(TASKS FOR THIS EXERCISE)
[A] Print, without changes, the part of the court opinion that opens with the words containing "This Court is" and closes with "in the proceeding.".
[B] According to the court opinion, against whom is the cost of erecting a partition fence by township trustees assessed?
[C] Using the court opinion, explain why any negligence by the township trustees in serving notice on Dr. Bowers instead of Helen Bowers does not help Clifford Durban's claim against them.
------ EXCERPTED PASSAGE
If this matter were to be decided on Helen Bowers’ action for injunction alone, no doubt she could not maintain the action, since she is not the real party in interest; but Clifford Durban made both Helen Bowers, record holder of the title, and Donald P. Bowers, the equitable owner thereof, parties to his action; and the Court consolidated the two actions.
Helen Bowers no doubt brought the action under an honest belief that she had the right of action, and the actual owner, her husband, the real party in interest, having been made a party thereto by the Court, and having joined his wife in resisting the claim, the defect in parties was cured without changing the cause of action. Lehman Co. v. Piggly-Wiggly Corp., supra.
Now let us consider the action brought by Clifford Durban. He claims the township trustees are liable, because of negligence in the performance of the duties of their office, in serving notice on. Dr. Bowers instead of his wife, Helen, the holder of the legal title; but whatever negligence there may have been, in serving the proper notice, it occurred before Durban bid in the contract to build the fence, and he was on notice, and bound to know, the trustees had no power to thus award the bid, in the absence of proper notice to the landowner.
“2. Where a public contract by a board of township trustees is not let in conformity to the statutes on that subject, such contract is void and cannot be the basis of an action by a materialman against the board, where no notice of the contractor’s indebtedness to the materialman was given to the board before it had paid the contractor.”
The above case cites Buchanan Bridge Co. v. Campbell, et al. Commrs., 60 Oh St 406, where the Court considered the right of one who contracted with a board of County Commissioners to recover upon a void contract for a bridge furnished. The rule therein stated is equally applicable to a void contract entered into by township trustees.
In the case of Trustees of Prairie Township v. Garver, 41 Oh Ap p. 232, a Taxpayer brought suit to enjoin the township trustees from advertising for bids for constructing a partition fence, and paying the moneys raised by taxation in the township for its erection, a demurrer was filed to the petition and was overruled and the injunction allowed. The Court of Appeals held:
“5. Cost of erection of partition fence by township trustees is assessed only against those directly interested.”
On p. 237 of his opinion in the foregoing case, P. J. Sherick says:
“The statutes do not provide that the township shall pay anything.”
The Appellate Court then held the petition did not state a cause of action and sustained the demurrer.
This Court is firmly convinced and so holds that the Trustees are not liable to Durban for the cost of building the fence: but due to their failure to give the proper notice and the Clerk’s carelessness in sending the notice in time, neither the Trustees nor the Clerk are entitled to their costs in the proceeding.
Next let us consider the liability of Dr. Bowers and wife which Durban claims is based upon the doctrine of unjust enrichment or quasi-contract.
------------
------ DATASET RECORDS
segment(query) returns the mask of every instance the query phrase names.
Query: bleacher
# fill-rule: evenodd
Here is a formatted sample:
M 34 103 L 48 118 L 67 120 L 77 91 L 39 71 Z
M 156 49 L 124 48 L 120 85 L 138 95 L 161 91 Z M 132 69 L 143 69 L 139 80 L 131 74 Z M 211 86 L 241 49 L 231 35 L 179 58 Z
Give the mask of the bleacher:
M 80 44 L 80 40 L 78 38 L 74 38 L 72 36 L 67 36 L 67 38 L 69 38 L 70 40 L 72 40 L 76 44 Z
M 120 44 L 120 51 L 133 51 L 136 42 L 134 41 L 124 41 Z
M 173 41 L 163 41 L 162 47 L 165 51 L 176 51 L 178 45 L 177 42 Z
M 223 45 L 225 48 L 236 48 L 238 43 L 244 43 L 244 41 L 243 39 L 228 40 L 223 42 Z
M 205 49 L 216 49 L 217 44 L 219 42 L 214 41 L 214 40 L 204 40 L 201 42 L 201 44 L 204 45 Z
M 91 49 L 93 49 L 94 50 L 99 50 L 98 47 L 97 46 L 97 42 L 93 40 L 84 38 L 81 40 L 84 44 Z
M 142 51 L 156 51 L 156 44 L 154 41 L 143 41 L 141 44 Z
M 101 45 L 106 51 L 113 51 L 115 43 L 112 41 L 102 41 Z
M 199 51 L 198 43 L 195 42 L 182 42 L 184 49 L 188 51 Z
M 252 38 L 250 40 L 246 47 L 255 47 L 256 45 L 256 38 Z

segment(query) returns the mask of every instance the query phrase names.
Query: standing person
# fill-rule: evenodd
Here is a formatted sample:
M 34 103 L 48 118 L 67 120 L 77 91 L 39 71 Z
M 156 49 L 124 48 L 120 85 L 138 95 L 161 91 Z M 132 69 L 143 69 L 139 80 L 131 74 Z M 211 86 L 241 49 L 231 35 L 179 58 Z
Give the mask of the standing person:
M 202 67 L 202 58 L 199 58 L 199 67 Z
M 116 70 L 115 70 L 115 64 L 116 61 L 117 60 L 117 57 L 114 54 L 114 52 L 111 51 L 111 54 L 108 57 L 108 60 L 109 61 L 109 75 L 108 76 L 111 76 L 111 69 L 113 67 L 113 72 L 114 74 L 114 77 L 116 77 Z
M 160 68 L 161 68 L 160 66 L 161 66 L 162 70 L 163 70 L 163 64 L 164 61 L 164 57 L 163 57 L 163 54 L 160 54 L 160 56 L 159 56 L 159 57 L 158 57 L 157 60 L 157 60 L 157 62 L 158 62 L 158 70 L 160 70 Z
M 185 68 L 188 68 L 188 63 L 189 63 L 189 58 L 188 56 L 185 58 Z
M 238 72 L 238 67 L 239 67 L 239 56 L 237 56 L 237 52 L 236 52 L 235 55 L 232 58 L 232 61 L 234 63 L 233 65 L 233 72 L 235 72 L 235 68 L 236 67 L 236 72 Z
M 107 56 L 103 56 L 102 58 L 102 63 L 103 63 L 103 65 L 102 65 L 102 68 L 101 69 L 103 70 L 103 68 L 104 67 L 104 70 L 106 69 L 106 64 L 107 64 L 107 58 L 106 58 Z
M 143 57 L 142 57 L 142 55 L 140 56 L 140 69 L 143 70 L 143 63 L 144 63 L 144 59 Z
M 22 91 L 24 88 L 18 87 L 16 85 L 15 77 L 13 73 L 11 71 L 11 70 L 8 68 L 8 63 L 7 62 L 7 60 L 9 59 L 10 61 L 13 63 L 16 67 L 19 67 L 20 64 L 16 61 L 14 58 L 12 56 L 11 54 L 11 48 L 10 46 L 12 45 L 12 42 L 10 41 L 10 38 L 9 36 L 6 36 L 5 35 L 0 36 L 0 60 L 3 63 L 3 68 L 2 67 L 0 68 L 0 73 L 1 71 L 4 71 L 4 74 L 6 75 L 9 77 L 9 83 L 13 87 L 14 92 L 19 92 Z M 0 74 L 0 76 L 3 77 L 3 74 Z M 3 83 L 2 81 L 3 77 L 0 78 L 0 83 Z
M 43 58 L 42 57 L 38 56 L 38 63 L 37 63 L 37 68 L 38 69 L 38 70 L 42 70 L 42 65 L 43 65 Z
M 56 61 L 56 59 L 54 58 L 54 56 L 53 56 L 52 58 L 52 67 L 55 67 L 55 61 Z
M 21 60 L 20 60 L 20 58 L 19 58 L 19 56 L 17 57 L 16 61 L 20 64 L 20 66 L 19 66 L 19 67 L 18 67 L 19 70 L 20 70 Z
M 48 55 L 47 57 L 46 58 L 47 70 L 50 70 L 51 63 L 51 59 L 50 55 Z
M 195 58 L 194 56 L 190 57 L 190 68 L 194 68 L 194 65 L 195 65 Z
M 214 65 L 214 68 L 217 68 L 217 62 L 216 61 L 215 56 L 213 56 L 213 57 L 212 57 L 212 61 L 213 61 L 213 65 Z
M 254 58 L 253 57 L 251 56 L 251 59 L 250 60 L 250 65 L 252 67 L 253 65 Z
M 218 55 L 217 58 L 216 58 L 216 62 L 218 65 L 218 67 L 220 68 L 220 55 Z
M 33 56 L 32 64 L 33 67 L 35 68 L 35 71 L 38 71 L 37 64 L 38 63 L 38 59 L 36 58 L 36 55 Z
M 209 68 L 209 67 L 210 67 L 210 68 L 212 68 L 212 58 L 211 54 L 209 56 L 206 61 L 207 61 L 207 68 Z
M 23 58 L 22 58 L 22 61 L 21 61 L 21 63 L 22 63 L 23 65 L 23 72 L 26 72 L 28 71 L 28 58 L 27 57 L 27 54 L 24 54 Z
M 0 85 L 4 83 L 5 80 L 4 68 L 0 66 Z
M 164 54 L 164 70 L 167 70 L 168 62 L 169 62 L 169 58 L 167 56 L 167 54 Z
------------
(PER-TASK ANSWERS)
[A]
This Court is firmly convinced and so holds that the Trustees are not liable to Durban for the cost of building the fence: but due to their failure to give the proper notice and the Clerk’s carelessness in sending the notice in time, neither the Trustees nor the Clerk are entitled to their costs in the proceeding.

[B] It is assessed only against those directly interested.

[C] Whatever negligence there may have been in serving the proper notice happened before Durban bid in the contract to build the fence. He was on notice and bound to know that the trustees had no power to award the bid without proper notice to the landowner.